# Exercise requirements
Tally the lines in the following entries that include the word "instance"; state only the total.

Stored items
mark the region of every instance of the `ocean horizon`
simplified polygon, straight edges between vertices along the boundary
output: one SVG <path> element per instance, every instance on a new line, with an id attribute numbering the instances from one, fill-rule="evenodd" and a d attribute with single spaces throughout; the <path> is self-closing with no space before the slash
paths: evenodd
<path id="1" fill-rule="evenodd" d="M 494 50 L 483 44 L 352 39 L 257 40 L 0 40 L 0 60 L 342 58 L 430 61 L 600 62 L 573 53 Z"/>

# Answer
2